### EXTRAIT DU DOCUMENT ###

Ingrid Stevens

« Je ne prends pas ma fille sous mon aile. C’est le cadeau que je lui fais. »
Toutes les deux semaines, Investment Officer s’entretient avec des personnalités du monde financier à propos de leur carrière, de leur vie et de leurs passions. Cette fois-ci, c’est Ingrid Stevens, le visage de la société de bourse Leo Stevens, qui se livre dans Le Miroir.

 

 

 

Ingrid Stevens est administratrice de la société de bourse anversoise Leo Stevens et la fondatrice de LS Art, une filiale de conseil en art et en gestion d’œuvres d’art récemment créée. Elle est également administratrice du Musée royal des beaux-arts et, plus récemment, de Herita, anciennement Erfgoed Vlaanderen. Elle a écrit deux livres : ‘Financiële levensvragen’ et ‘Financiële zorgvragen’. Enfin, elle est maman de trois enfants : Victor, Hannah et Margot.

Argent et pourcentages

« Il était beaucoup question de bourse à la maison. Voici une anecdote amusante : quand j’étais jeune, lorsque mon père était à l’étranger, il m’appelait pour me demander : comment ça va ? Je répondais en lui donnant le taux de change du dollar, car c’était ce qu’il voulait savoir. Mais heureusement, tout ne tournait pas uniquement autour de l’argent et des pourcentages. J’ai grandi dans un cocon très chaleureux, où il y avait aussi beaucoup de place pour la culture. Si mon père m’a transmis quelque chose, c’est un champ d’intérêt très vaste. »

### EXTRAITS DE DONNÉES ###

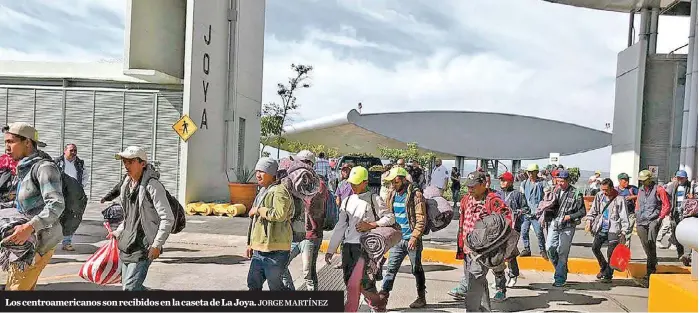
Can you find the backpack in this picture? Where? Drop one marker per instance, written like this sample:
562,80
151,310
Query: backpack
177,211
491,241
74,197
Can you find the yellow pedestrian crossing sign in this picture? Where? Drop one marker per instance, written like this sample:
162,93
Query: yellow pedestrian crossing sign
185,127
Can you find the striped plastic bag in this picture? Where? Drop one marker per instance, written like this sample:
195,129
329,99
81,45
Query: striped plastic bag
103,267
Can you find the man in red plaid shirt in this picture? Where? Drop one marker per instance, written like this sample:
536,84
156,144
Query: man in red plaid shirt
478,203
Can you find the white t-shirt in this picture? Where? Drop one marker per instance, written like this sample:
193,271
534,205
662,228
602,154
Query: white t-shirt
439,175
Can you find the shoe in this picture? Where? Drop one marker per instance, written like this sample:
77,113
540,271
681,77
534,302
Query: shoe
457,293
686,260
420,302
499,296
512,281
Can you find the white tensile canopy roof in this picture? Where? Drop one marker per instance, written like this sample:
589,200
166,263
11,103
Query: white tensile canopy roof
474,135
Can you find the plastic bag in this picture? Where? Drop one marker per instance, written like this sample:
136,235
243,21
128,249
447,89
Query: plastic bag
103,267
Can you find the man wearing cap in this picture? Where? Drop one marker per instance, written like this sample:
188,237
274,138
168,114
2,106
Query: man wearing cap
359,213
630,193
568,210
148,218
478,203
677,191
269,238
41,202
533,190
314,220
519,206
408,205
652,206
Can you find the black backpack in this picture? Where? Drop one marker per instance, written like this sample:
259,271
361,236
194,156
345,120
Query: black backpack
177,211
488,240
73,195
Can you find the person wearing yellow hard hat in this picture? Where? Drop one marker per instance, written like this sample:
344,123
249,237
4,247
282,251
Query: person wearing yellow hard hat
408,204
533,190
652,206
359,213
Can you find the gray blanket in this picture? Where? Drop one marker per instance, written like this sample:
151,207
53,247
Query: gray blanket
20,255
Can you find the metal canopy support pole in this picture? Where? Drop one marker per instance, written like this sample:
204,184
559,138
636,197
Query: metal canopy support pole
632,15
688,85
653,31
690,155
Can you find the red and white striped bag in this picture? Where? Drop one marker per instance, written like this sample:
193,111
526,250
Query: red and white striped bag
103,267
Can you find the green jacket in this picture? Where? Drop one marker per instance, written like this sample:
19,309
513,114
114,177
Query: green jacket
271,230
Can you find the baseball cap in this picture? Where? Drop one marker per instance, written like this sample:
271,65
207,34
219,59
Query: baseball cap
358,175
507,176
644,175
395,172
132,152
475,178
306,155
25,130
533,167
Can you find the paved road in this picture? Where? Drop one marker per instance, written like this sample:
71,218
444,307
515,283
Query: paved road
208,256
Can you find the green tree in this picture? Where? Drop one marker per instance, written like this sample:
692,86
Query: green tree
411,152
278,113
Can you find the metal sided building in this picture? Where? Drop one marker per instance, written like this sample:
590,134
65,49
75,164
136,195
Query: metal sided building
211,70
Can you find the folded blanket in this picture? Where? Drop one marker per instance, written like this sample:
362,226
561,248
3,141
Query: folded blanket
22,255
379,240
302,181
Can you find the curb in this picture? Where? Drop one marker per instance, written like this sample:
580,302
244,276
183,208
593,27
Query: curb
535,263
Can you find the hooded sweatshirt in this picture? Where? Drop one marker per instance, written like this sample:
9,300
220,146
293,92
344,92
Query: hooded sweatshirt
148,218
43,204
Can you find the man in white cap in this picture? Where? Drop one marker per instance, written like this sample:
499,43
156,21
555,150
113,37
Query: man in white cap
39,199
148,218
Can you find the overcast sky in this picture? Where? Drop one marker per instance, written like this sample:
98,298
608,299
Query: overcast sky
525,57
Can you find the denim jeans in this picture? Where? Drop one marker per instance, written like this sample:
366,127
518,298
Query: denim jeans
558,247
600,239
134,274
395,259
308,249
267,266
533,222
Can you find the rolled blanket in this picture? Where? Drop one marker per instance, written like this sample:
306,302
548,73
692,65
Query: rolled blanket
379,240
302,181
22,255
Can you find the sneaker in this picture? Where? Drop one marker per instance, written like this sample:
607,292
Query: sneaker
457,293
420,302
499,296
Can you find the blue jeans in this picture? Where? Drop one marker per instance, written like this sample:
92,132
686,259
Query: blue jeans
267,266
526,222
308,249
395,259
558,247
134,274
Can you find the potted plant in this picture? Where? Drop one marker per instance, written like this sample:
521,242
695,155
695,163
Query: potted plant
242,190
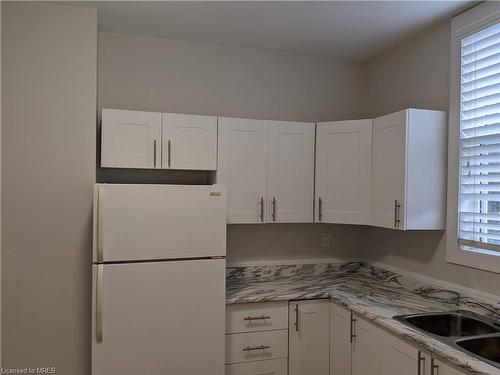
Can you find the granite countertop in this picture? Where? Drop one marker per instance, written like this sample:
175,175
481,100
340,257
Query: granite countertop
372,292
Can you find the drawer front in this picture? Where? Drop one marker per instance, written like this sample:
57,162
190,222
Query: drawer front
252,317
271,367
256,346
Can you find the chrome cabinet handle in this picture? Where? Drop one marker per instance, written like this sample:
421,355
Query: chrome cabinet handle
261,209
296,318
100,204
274,209
353,329
99,302
396,213
320,209
434,367
154,153
420,362
250,318
261,347
169,153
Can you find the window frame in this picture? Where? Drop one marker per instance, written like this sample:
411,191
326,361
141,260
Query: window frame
473,20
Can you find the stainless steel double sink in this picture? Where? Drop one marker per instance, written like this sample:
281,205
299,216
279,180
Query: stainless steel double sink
464,330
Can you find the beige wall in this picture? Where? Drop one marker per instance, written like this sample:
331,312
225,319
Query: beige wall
252,243
48,168
416,74
157,74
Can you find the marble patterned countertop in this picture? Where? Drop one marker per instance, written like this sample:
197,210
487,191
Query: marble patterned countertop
372,292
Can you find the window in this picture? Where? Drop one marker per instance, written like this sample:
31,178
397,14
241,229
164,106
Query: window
479,216
473,235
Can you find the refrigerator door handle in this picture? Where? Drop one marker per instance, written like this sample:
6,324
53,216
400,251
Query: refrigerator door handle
99,302
100,203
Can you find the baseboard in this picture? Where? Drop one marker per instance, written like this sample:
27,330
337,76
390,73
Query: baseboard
287,262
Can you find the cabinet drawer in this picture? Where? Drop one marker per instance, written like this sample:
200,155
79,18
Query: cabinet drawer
271,367
256,346
251,317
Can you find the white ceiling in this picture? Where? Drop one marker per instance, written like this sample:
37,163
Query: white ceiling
356,30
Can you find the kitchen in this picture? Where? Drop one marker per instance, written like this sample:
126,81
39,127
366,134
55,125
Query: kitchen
253,99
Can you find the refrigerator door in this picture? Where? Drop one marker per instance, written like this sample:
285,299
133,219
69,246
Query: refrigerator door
149,222
159,318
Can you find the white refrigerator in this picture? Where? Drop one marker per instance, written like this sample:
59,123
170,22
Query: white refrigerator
158,301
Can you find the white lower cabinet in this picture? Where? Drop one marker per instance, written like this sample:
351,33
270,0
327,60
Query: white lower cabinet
256,346
358,347
398,357
340,340
365,345
318,337
270,367
309,337
257,338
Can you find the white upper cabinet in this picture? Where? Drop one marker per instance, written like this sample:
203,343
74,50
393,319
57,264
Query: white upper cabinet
409,173
135,139
189,142
290,182
268,167
343,171
242,167
130,139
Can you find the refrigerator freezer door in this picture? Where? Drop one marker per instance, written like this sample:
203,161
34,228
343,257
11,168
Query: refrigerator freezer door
147,222
160,318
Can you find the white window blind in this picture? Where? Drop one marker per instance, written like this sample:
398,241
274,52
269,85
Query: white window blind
479,203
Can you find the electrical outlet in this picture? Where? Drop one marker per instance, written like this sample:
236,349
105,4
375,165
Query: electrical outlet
325,239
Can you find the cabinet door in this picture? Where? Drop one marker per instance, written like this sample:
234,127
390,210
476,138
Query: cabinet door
309,338
290,181
398,357
388,173
189,142
130,139
242,167
343,171
365,352
340,340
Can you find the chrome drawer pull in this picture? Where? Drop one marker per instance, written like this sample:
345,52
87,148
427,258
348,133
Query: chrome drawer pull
250,318
250,348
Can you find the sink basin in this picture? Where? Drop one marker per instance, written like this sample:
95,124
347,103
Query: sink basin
477,335
487,347
450,324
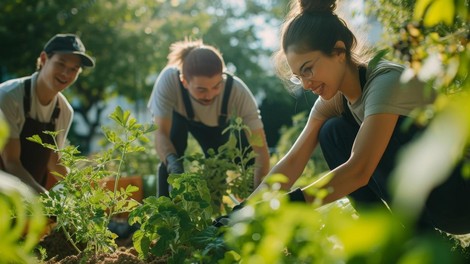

###

> DÉFIS:
1/ Extrayez du portrait d'Ingrid Stevens le passage qui débute aux mots « Ingrid Stevens est » et se termine après « Victor, Hannah et Margot. ».
2/ Rédigez la suite du portrait d'Ingrid Stevens à partir de sa dernière phrase.
La liste ne joue aucun rôle ici.

> RÉPONSES PAR TÂCHE:
1/
Ingrid Stevens est administratrice de la société de bourse anversoise Leo Stevens et la fondatrice de LS Art, une filiale de conseil en art et en gestion d’œuvres d’art récemment créée. Elle est également administratrice du Musée royal des beaux-arts et, plus récemment, de Herita, anciennement Erfgoed Vlaanderen. Elle a écrit deux livres : ‘Financiële levensvragen’ et ‘Financiële zorgvragen’. Enfin, elle est maman de trois enfants : Victor, Hannah et Margot.

2/
Centrée sur l’humain

« Les mathématiques et l’économie m’ont toujours beaucoup intéressée, mais étrangement, je me suis de plus en plus éloignée des chiffres et des pourcentages au fil de ma carrière, pour me tourner davantage vers l’aspect humain. C’est vraiment le fil conducteur de ma carrière. Le tournant s’est produit lorsque j’ai été confrontée chez des clients à plusieurs divorces qui se sont en fait terminés en conflit, car les questions financières avaient été mal réglées. Des drames financiers avec surtout beaucoup de souffrance humaine. À partir de ce moment-là, je me suis beaucoup plus impliquée dans cet aspect, ce qui m’a permis d’apporter une dimension centrée sur l’humain à nos clients. »

Écrire des livres

« J’ai écrit mon premier livre juste après la crise financière de 2008. Ce qui s’est passé à ce moment-là était terrible. La réputation de l’ensemble du secteur a été entachée. Il m’est arrivé plus d’une fois d’avoir une conversation très agréable avec des gens qui ne me connaissaient pas et qui étaient ensuite très choqués d’apprendre que je travaillais dans le secteur financier. Soudain, ils me regardaient d’un tout autre œil. C’était si grave qu’à un moment donné, lorsqu’on me demandait quel était mon travail, j’ai une fois même répondu : ‘J’écris des livres’. Maintenant, je suis très fière de travailler dans le secteur financier et surtout, d’avoir une approche une réellement centrée sur l’humain. »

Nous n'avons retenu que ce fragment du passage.